**AIM:**
Find every line in the data below that contains the word "track" and copy each one in full.
■ ■ ■
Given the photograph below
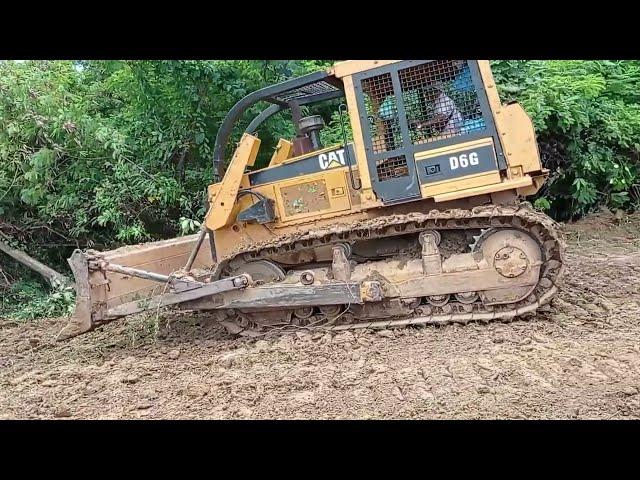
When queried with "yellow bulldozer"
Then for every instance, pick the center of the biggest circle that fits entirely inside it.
(416, 217)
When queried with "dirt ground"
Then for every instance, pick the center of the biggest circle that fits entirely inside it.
(579, 359)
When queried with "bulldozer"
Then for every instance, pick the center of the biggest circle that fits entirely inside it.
(416, 217)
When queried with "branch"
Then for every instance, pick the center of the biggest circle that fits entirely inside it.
(54, 278)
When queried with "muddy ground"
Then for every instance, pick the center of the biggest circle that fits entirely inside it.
(579, 359)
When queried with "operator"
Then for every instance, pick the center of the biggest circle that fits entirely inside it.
(447, 119)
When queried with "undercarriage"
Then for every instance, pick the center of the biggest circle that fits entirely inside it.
(487, 263)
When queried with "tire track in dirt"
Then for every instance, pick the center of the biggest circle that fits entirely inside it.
(578, 359)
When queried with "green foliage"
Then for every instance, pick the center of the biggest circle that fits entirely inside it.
(587, 117)
(104, 153)
(28, 299)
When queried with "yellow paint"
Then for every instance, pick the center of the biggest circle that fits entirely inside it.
(513, 125)
(450, 149)
(333, 179)
(349, 67)
(496, 187)
(224, 201)
(459, 184)
(367, 196)
(283, 152)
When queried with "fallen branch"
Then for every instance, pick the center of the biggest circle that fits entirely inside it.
(55, 279)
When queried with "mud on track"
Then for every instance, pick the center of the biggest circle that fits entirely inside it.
(578, 359)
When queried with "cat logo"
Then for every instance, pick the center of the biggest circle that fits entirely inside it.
(332, 159)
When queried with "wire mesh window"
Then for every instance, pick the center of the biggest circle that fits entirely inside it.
(393, 167)
(382, 113)
(440, 100)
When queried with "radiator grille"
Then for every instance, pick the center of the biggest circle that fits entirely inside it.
(393, 167)
(382, 112)
(440, 100)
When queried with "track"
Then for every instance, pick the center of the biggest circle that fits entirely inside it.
(485, 218)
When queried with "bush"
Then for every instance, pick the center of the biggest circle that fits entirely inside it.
(587, 117)
(103, 153)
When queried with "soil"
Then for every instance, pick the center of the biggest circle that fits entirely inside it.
(578, 359)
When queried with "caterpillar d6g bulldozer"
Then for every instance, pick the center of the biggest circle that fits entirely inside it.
(416, 217)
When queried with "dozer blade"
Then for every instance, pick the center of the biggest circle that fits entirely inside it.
(135, 278)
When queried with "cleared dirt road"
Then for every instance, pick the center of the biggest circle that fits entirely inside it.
(579, 359)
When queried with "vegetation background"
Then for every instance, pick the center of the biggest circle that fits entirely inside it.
(97, 154)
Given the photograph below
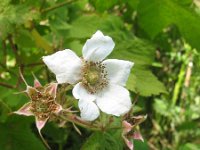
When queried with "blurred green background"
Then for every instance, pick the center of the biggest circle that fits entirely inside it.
(162, 38)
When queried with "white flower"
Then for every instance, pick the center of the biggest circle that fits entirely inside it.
(98, 83)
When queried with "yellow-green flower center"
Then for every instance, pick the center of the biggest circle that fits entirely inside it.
(94, 76)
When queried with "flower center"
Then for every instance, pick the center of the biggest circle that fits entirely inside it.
(94, 76)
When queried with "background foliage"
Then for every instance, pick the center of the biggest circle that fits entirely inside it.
(160, 36)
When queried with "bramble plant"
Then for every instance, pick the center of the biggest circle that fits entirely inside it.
(98, 83)
(99, 74)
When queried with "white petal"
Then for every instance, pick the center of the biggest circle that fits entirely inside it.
(66, 65)
(79, 92)
(89, 110)
(98, 47)
(118, 70)
(114, 100)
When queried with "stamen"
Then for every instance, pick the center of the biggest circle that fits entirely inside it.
(94, 76)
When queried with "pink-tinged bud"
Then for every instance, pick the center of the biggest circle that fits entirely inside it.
(129, 143)
(40, 123)
(127, 126)
(37, 84)
(137, 136)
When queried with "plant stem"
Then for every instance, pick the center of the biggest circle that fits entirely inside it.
(57, 6)
(178, 84)
(79, 121)
(40, 41)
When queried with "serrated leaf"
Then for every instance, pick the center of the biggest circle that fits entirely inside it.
(127, 47)
(155, 15)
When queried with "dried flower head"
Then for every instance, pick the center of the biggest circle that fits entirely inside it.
(42, 103)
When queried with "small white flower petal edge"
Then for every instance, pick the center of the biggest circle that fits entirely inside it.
(66, 65)
(98, 47)
(114, 99)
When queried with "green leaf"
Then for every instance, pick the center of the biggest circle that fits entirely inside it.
(155, 15)
(189, 146)
(127, 47)
(102, 141)
(16, 134)
(103, 5)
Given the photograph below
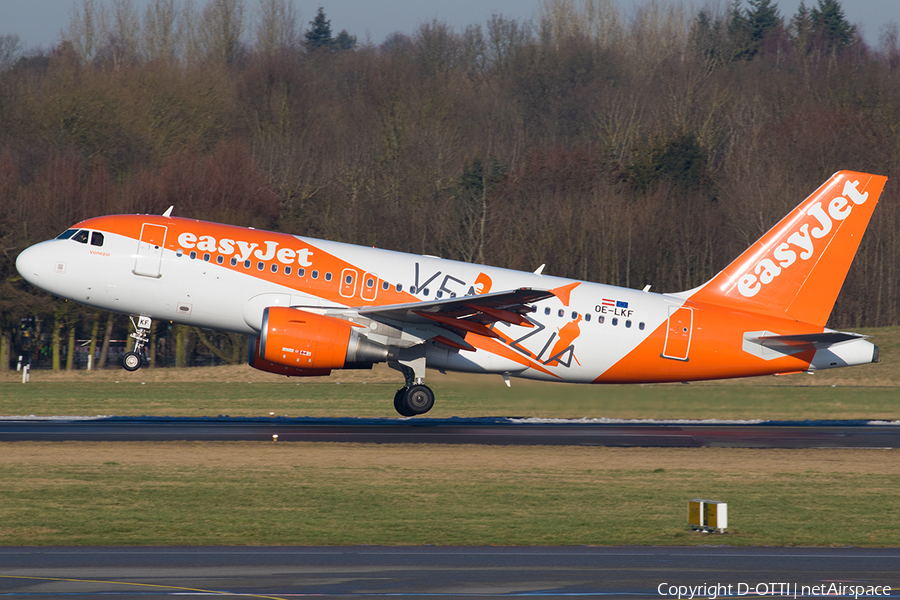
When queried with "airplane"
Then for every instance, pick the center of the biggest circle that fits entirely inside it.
(312, 306)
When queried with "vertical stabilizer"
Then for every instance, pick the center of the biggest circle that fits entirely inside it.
(796, 270)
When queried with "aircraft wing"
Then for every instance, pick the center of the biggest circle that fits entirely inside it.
(808, 340)
(465, 313)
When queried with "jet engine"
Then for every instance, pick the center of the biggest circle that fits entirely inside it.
(306, 342)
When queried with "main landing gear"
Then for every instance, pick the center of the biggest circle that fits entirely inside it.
(133, 360)
(415, 398)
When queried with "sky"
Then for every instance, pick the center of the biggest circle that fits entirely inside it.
(38, 22)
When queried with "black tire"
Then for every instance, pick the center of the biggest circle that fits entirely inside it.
(132, 361)
(419, 400)
(400, 402)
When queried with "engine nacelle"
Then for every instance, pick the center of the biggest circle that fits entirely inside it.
(309, 341)
(257, 362)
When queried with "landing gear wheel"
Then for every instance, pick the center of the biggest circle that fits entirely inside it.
(419, 399)
(400, 403)
(132, 361)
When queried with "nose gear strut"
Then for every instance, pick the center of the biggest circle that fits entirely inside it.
(133, 360)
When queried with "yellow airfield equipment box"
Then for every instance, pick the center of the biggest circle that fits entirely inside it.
(707, 515)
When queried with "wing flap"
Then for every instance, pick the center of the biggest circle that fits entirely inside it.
(466, 314)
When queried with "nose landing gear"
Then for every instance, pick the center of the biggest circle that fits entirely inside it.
(133, 360)
(415, 398)
(412, 401)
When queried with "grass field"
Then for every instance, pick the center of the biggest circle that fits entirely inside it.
(183, 493)
(279, 493)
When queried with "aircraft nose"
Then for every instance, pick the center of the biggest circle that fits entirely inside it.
(28, 263)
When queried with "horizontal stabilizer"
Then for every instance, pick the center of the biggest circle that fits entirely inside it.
(808, 340)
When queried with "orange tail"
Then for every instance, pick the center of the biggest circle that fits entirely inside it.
(798, 267)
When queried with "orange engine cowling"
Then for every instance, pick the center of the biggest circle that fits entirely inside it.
(311, 342)
(258, 362)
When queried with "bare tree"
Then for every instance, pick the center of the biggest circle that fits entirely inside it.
(277, 26)
(160, 34)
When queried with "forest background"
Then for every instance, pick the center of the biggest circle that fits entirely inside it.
(648, 148)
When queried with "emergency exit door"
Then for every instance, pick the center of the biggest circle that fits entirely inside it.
(149, 256)
(678, 333)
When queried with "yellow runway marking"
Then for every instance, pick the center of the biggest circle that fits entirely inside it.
(153, 585)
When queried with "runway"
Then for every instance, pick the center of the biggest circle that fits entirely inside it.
(486, 431)
(446, 572)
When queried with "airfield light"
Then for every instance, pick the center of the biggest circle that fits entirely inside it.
(707, 515)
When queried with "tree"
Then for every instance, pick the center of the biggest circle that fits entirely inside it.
(221, 27)
(763, 19)
(277, 27)
(748, 28)
(800, 28)
(830, 25)
(345, 41)
(319, 33)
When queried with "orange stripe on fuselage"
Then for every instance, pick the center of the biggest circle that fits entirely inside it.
(716, 350)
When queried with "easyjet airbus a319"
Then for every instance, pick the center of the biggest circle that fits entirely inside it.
(312, 306)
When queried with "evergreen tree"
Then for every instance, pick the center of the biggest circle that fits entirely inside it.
(345, 41)
(762, 19)
(830, 25)
(800, 27)
(319, 33)
(749, 27)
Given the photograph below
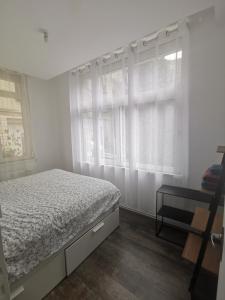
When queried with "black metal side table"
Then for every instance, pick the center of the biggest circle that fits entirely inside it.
(182, 217)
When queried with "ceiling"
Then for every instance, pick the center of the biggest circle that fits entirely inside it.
(79, 30)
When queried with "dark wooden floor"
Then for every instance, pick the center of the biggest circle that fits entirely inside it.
(130, 264)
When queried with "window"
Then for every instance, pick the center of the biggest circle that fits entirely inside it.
(131, 107)
(14, 129)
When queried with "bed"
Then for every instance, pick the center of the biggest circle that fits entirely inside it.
(50, 223)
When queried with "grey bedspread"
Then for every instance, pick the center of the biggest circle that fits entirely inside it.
(42, 212)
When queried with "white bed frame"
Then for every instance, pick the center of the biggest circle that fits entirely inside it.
(48, 274)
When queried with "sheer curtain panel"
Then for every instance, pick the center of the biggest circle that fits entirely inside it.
(129, 117)
(16, 156)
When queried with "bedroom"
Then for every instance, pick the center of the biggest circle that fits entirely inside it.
(131, 92)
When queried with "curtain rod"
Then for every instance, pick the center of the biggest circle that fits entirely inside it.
(148, 38)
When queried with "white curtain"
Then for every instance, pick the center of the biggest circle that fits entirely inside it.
(16, 155)
(129, 117)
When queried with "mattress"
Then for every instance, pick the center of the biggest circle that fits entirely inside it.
(41, 213)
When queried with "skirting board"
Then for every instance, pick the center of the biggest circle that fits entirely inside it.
(55, 269)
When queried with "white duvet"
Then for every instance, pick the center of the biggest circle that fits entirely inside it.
(42, 212)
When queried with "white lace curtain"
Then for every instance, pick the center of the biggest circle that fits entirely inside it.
(129, 117)
(16, 156)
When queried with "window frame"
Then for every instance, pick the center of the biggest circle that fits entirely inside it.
(21, 95)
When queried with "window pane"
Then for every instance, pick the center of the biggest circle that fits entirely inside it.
(11, 129)
(156, 122)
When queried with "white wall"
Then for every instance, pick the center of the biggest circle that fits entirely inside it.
(44, 125)
(207, 97)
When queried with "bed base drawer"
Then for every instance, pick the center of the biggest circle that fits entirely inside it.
(81, 248)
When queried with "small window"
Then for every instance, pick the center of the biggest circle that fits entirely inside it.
(14, 120)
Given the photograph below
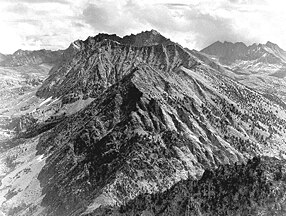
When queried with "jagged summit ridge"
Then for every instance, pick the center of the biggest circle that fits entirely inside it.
(145, 38)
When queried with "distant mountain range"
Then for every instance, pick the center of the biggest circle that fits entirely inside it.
(25, 57)
(139, 125)
(228, 53)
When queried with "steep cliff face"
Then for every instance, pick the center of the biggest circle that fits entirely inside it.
(119, 118)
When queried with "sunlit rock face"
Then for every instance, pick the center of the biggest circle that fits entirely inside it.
(258, 66)
(119, 117)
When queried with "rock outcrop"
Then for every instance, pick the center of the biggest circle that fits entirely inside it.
(157, 114)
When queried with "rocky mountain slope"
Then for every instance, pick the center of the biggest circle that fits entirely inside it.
(254, 188)
(25, 57)
(259, 66)
(120, 117)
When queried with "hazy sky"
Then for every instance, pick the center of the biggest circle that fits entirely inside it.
(54, 24)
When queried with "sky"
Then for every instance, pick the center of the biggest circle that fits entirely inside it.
(54, 24)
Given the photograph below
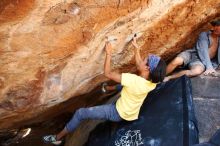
■ ■ ■
**RESULT OF THIS TASK:**
When queried with "tire track in dirt"
When queried with "mud on track"
When queried with "track"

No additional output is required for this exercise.